## TEXT SEGMENT

****************************************

Making The Diagnosis Of Alzheimer

Unfortunately there is no single definitive test for diagnosing Alzheimer’s disease. The doctors making the diagnosis’s are compelled to use the history of symptoms presented by the patient, or the patient’s family along with results of neurological examinations and any results obtained from diagnostic testing to rule out other conditions. When the diagnosis is finally made, the determination will be most likely that Alzheimer’s disease is the “probably” cause of the symptoms because other dementia conditions can and do cause similar signs and symptoms as one would present with regarding a diagnosis for Alzheimer’s. There are some obvious and sometimes subtle differences though in Alzheimer’s and other dementia conditions. Other dementia often times will not progress and may even improve with treatment. Alzheimer’s does not improve and it always progresses in a decline in both cognitive and behavioral condition.

The tests to rule out other conditions and point to Alzheimer’s include taking a mental status test, and also neuropsychological assessments. These tests can help to determine how the cognitive and memory functions are being affected and to what intensity the patient’s cognitive abilities have been affected. Attention span, learning ability, recall, language and visuospatial abilities will be tested. Test results will be compared to patients of similar age and educational background.

****************************************

## WHAT IS NEEDED
Condense the paragraph of the Alzheimer's diagnosis text that begins "The tests to rule out other conditions" into a short bulleted list that keeps its main facts.

****************************************

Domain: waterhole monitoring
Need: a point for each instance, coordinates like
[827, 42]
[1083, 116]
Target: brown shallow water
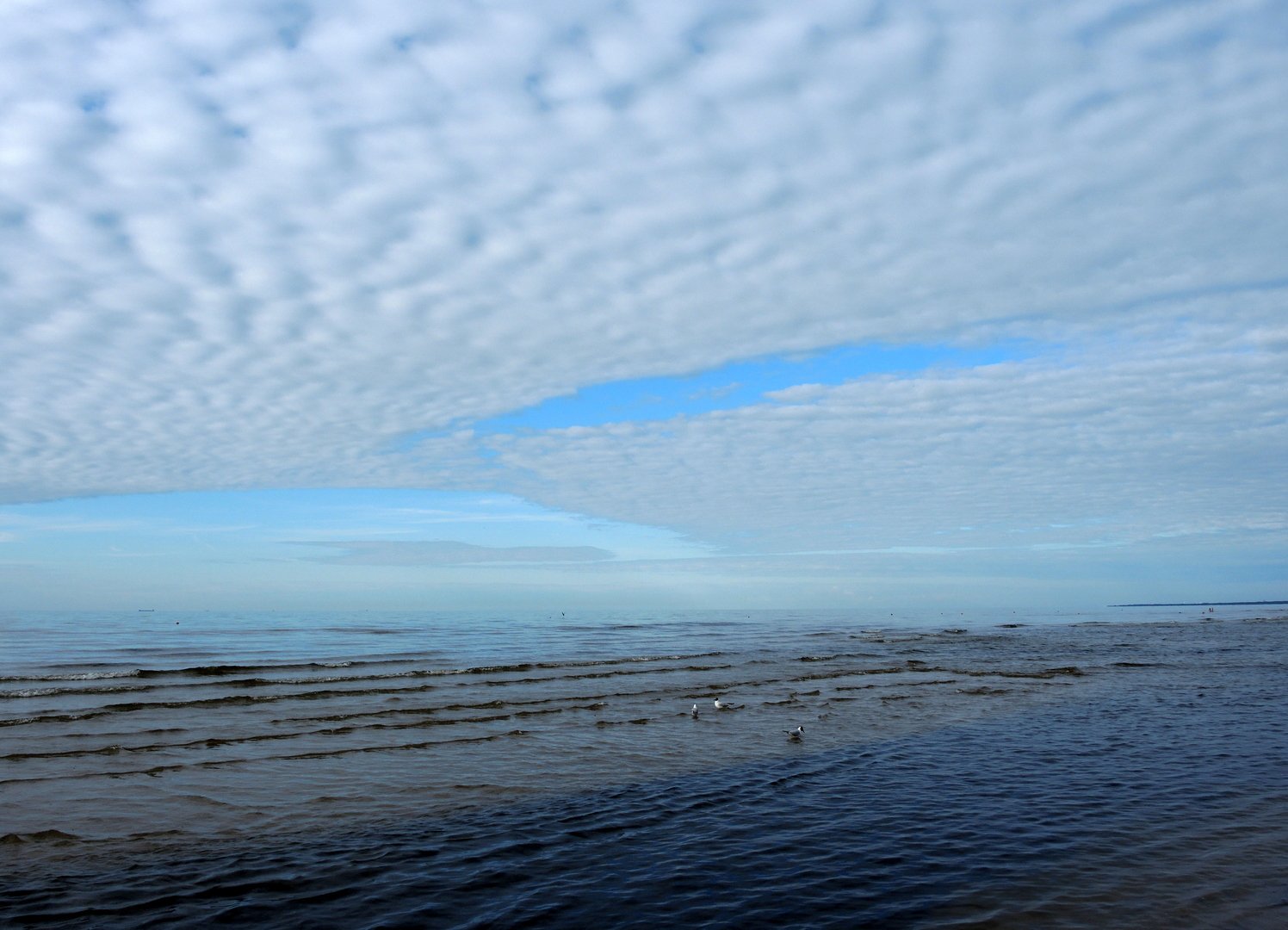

****************************************

## EXERCISE SOLUTION
- A mental status test and neuropsychological assessments help rule out other conditions and point to Alzheimer's.
- These tests show how cognitive and memory functions are affected and how intensely cognitive abilities are impaired.
- Abilities tested: attention span, learning, recall, language, and visuospatial skills.
- Results are compared with those of patients of similar age and educational background.